Excerpts from a point labeling dataset:
-=-=-
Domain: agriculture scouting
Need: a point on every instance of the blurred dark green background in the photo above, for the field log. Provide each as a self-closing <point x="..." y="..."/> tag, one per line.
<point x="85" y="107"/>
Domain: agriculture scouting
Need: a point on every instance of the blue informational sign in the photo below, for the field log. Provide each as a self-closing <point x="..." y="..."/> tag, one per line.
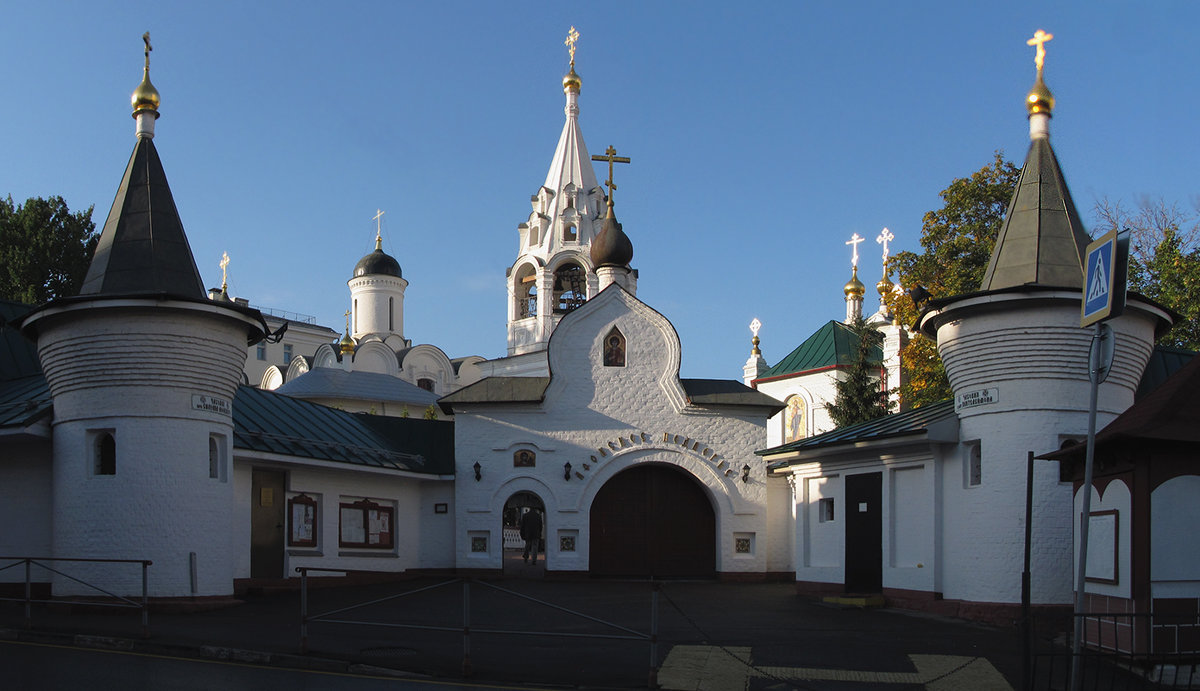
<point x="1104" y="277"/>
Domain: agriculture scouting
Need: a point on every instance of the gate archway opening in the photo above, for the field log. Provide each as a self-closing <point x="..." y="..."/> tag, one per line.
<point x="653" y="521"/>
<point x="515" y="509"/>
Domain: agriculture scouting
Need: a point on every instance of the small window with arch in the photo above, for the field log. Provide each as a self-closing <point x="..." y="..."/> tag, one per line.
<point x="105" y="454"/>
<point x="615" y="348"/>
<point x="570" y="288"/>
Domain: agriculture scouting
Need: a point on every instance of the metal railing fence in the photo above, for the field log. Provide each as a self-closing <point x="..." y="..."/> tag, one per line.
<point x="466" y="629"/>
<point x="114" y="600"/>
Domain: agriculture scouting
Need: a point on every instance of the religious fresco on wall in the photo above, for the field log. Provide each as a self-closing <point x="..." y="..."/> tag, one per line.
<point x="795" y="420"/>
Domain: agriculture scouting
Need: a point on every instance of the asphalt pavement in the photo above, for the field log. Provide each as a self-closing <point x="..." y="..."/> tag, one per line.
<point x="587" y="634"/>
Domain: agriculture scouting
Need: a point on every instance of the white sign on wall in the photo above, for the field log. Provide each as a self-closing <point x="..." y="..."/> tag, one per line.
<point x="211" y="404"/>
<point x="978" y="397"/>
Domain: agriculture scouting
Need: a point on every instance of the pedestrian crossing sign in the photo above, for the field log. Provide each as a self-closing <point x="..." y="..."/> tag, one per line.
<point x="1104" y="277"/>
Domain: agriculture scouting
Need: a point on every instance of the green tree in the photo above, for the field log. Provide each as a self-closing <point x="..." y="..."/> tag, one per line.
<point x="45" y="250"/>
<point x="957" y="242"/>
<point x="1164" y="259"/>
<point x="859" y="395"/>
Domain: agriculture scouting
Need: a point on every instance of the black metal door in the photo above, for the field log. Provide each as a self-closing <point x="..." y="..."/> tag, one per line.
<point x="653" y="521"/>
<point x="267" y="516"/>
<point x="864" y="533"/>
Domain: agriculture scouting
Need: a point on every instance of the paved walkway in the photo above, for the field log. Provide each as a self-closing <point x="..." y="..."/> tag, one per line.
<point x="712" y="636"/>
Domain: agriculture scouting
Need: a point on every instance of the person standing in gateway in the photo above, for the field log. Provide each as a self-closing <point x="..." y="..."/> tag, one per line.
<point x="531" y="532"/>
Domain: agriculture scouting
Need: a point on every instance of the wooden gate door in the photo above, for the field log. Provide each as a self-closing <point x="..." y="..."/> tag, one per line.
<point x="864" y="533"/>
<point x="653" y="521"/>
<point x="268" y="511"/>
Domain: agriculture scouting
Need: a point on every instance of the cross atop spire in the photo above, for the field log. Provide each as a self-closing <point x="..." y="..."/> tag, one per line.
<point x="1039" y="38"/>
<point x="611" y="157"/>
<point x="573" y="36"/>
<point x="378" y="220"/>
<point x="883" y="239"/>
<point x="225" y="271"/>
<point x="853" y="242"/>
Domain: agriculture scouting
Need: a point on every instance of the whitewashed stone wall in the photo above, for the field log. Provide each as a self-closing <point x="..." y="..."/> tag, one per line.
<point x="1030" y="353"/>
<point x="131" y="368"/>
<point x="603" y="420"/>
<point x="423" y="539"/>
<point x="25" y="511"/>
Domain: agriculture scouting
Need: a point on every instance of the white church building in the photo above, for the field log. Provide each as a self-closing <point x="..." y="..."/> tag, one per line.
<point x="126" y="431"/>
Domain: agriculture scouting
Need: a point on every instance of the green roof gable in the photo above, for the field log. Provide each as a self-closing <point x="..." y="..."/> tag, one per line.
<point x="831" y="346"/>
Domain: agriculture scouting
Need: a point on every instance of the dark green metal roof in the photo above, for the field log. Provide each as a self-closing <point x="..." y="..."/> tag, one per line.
-=-=-
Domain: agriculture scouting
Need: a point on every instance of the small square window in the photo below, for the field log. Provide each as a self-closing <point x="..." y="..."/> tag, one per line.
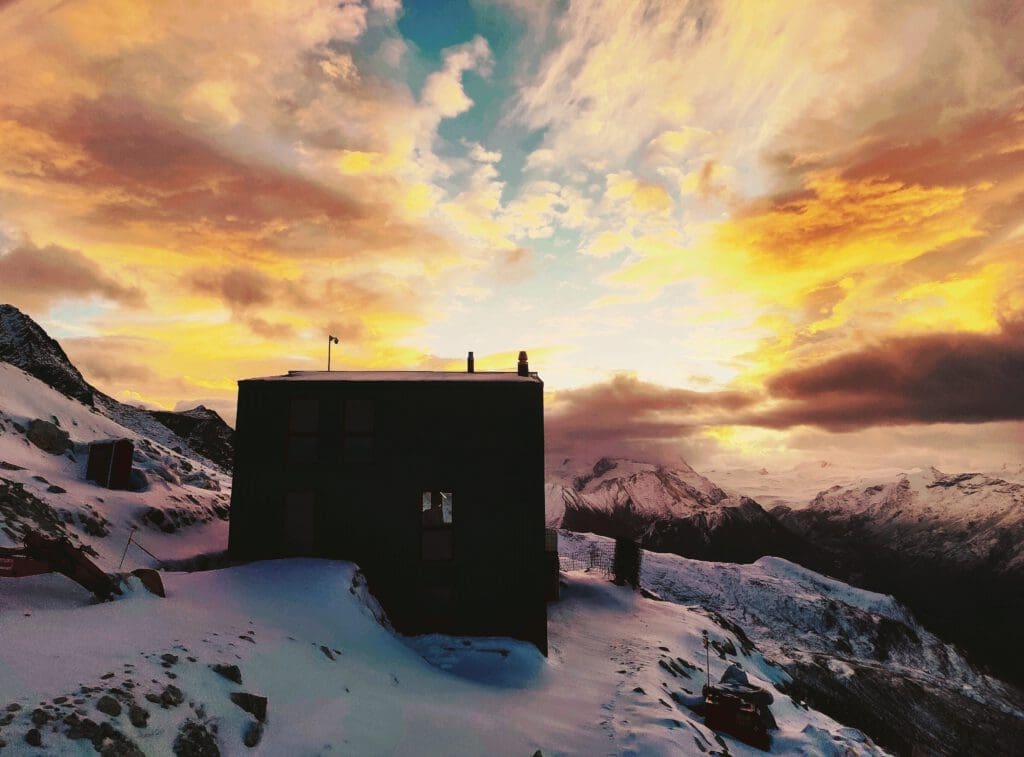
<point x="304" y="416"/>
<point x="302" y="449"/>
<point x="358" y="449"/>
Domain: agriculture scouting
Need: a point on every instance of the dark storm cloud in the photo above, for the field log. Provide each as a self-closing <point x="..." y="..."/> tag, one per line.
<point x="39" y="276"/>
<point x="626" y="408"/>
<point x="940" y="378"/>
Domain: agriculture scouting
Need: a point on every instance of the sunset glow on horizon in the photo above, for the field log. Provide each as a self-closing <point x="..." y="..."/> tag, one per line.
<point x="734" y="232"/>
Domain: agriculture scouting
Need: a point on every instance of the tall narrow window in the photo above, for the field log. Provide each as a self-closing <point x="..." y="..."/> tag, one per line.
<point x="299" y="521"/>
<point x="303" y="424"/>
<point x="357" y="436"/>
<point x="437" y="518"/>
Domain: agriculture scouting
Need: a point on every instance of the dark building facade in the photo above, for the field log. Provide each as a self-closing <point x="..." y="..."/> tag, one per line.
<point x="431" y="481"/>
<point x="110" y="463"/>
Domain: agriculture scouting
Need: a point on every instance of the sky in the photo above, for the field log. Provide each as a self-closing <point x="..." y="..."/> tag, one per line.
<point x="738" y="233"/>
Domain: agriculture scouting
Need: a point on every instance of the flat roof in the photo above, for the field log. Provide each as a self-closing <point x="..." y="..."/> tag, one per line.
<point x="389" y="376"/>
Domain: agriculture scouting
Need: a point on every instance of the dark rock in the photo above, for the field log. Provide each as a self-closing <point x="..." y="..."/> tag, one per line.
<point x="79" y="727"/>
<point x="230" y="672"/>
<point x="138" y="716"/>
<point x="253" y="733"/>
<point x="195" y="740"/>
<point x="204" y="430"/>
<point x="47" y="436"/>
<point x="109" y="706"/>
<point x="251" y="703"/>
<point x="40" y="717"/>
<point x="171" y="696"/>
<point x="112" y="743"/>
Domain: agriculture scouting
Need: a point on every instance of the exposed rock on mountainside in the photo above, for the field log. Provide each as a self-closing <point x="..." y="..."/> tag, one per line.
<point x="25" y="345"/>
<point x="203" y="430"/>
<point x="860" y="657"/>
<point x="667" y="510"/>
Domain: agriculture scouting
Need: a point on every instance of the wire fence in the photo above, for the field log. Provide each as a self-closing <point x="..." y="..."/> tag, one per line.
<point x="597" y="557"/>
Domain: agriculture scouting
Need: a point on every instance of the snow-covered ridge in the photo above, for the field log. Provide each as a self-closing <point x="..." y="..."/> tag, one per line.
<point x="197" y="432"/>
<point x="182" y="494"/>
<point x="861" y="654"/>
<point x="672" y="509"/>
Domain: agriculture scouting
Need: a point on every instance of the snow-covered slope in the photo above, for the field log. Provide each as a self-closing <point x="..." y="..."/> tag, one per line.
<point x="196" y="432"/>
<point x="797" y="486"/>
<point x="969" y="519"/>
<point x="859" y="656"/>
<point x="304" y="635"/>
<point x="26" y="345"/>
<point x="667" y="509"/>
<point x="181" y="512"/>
-=-=-
• WORK TO COMPLETE
Pull out every line of the data above that contains the word "wall", copying each line in full.

• OUTPUT OF THE TASK
Need: a point on every instance of the religious fresco on wall in the photo above, for the field log. Provide each as a self-closing <point x="..." y="..."/> tag, one per line.
Need: a point on every instance of the white sign on wall in the photo above, for the field log. Provide each as a self-closing <point x="..." y="..."/> tag, one per line.
Need: a point on every instance of the whitewashed stone wall in the photo above, for the field log. Provide each as a self-closing <point x="..." y="..."/> tag, one per line.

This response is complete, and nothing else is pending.